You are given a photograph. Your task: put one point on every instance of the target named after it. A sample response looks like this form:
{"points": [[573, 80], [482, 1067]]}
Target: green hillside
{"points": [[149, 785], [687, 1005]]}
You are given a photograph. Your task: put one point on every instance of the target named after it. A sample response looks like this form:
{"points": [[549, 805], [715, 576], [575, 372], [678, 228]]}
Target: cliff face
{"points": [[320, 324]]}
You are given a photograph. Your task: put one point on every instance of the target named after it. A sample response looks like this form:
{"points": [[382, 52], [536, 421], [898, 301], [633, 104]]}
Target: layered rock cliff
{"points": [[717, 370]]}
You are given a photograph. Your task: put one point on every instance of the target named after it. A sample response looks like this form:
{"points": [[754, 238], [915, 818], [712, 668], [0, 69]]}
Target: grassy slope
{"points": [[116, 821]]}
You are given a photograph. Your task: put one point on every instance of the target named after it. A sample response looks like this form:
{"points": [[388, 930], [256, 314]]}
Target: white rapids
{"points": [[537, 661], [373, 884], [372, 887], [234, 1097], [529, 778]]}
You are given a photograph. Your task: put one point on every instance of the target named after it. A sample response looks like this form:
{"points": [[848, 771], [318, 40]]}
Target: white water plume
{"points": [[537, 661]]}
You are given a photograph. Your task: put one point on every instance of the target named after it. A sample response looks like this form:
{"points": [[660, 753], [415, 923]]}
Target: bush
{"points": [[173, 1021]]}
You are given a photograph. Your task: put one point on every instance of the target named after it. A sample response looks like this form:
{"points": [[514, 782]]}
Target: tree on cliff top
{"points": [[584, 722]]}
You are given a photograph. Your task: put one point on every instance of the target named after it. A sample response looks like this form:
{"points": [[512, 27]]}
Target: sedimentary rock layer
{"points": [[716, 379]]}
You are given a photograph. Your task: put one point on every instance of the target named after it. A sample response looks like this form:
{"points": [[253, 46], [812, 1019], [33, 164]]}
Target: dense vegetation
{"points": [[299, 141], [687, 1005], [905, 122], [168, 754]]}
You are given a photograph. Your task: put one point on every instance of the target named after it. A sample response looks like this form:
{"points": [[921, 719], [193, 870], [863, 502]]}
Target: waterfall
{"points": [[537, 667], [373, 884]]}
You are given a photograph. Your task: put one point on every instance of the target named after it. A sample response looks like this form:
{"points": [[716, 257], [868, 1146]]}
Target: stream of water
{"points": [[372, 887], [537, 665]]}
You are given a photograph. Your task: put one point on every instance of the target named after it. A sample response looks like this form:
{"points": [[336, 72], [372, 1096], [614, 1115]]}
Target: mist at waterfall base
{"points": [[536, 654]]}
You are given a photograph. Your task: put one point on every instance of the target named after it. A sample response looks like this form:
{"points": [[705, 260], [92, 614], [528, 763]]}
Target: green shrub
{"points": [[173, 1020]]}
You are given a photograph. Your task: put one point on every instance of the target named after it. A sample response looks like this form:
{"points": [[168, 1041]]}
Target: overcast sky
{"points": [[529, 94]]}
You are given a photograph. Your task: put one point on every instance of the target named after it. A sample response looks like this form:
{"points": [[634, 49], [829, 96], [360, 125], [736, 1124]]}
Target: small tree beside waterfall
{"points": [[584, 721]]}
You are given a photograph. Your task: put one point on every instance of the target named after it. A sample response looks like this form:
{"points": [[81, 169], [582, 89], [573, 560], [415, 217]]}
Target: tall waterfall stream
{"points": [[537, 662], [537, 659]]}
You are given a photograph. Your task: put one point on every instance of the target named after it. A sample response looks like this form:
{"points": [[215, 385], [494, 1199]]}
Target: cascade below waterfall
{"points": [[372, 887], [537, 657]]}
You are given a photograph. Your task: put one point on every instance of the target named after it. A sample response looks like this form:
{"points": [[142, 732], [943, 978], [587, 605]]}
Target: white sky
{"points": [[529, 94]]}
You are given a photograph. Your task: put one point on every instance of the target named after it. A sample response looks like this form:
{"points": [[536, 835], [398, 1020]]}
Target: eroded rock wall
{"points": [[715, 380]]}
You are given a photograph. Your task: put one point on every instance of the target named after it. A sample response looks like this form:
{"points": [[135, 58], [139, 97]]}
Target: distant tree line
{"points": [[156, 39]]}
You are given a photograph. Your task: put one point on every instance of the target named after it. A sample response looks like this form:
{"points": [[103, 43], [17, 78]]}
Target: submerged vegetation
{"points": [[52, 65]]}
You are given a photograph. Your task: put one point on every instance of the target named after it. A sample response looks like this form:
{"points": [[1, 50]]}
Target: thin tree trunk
****************************************
__ABOUT THIS TASK__
Type out the records above again, exactly the same.

__EXPECTED ANSWER__
You are given a photograph. Your task: put one point on every instance of the target named after it. A sample response looks like this form:
{"points": [[573, 80], [482, 1067]]}
Target: green hillside
{"points": [[149, 785], [687, 1005]]}
You are given a photograph. Your task: put one point on every instance of the target named after it. A sample response looks like this form:
{"points": [[549, 805], [715, 576], [575, 372], [678, 228]]}
Target: cliff face
{"points": [[320, 324]]}
You are given a photograph. Your task: put one point on every instance of the target named after it. A sample response looks like this form:
{"points": [[382, 52], [536, 421], [898, 301], [633, 104]]}
Target: layered rock cliff
{"points": [[717, 370]]}
You are given a photograph. Your task: put one point on every instance of the target named after it. A sample response looks like this form:
{"points": [[754, 238], [915, 818], [712, 668], [0, 69]]}
Target: grassy slope
{"points": [[116, 821]]}
You are given a photograph. Your task: put one point on every instance of the target named after it. A sample response looks like this form:
{"points": [[388, 930], [256, 314]]}
Target: white rapids
{"points": [[537, 661], [373, 884], [372, 887], [234, 1097], [529, 778]]}
You are given a photograph. Your task: put one point on every instance of the target named after it. A sample response looks like this form:
{"points": [[848, 771], [318, 40]]}
Target: white water plume
{"points": [[537, 661]]}
You are given a photograph. Your task: put one point on every instance of the target named after it. A sample response looks like this form:
{"points": [[660, 753], [415, 923]]}
Target: bush
{"points": [[173, 1021]]}
You are given a photograph. Your task: put one point on every instance of the target named after it. A sample response looks like this form:
{"points": [[514, 782]]}
Target: tree on cliff top
{"points": [[584, 722]]}
You are given a photograph. Your task: put one point on every instance of the target named after it. A sample response looks like this form:
{"points": [[512, 27]]}
Target: sedimentary rock layer
{"points": [[716, 379]]}
You are given a photograph. Your task: put one point on every instance of the target named after it. A sample response looks like this form:
{"points": [[253, 46], [812, 1019], [33, 164]]}
Target: dense vegetation
{"points": [[299, 141], [687, 1005], [905, 122], [168, 754]]}
You are given a photograph. Your task: put one point on every instance of the target named after it. A sample response looks like this form:
{"points": [[921, 719], [193, 870], [863, 502]]}
Target: waterfall
{"points": [[537, 667], [373, 884]]}
You are given a photograph. Your task: put one point on every instance of the target named after it. A sample response looks like this form:
{"points": [[716, 257], [868, 1146]]}
Target: stream of water
{"points": [[372, 887], [537, 665]]}
You are given a photograph. Your task: put one point on every instance of the target named after it. A sample response looks like this form:
{"points": [[336, 72], [372, 1096], [614, 1115]]}
Target: mist at waterfall base
{"points": [[536, 654]]}
You are given a photograph. Your task: put one point on every instance of the target named after it. A sample response looks like this form:
{"points": [[705, 260], [92, 614], [528, 763]]}
Target: green shrub
{"points": [[173, 1020]]}
You are given a photograph. Your task: put one point on every instance of the target named after it. A sample response looks like this form:
{"points": [[168, 1041]]}
Target: overcast sky
{"points": [[529, 94]]}
You are given a photograph. Your task: put one point on every instance of the target named after it. A sample response looks like this form:
{"points": [[634, 49], [829, 96], [360, 125], [736, 1124]]}
Target: small tree beside waterfall
{"points": [[584, 721]]}
You are given a photograph. Your task: put one point on every instance of the target named after it. A sample response looks like this form:
{"points": [[81, 169], [582, 89], [573, 560], [415, 217]]}
Target: tall waterfall stream
{"points": [[537, 662], [537, 659]]}
You are given a photograph. Your task: put one point on every instance of the target named after it. A sample response looks like this form:
{"points": [[215, 385], [494, 1199]]}
Target: cascade below waterfall
{"points": [[372, 887], [537, 657]]}
You are given a photograph. Your task: put one point on every instance of the target named after it. A sample response looks like this form:
{"points": [[142, 732], [943, 978], [587, 605]]}
Target: white sky
{"points": [[529, 94]]}
You are given a photograph. Your task: put one point on every instance of the target named after it. A sample response looks like this form:
{"points": [[536, 835], [398, 1020]]}
Target: eroded rock wall
{"points": [[715, 380]]}
You are given a photograph. Your task: put one point on every instance of the target named after it. A sample response looks like this form:
{"points": [[135, 58], [139, 97]]}
Target: distant tree line
{"points": [[156, 39]]}
You are given a photograph. Your task: put one point on every instance of the target named after it. A sample response looks like this form:
{"points": [[103, 43], [17, 78]]}
Target: submerged vegetation
{"points": [[52, 65]]}
You are given a photograph. Your task: put one point on every instance of the target named after it. A sample response looks like this form:
{"points": [[1, 50]]}
Target: thin tree trunk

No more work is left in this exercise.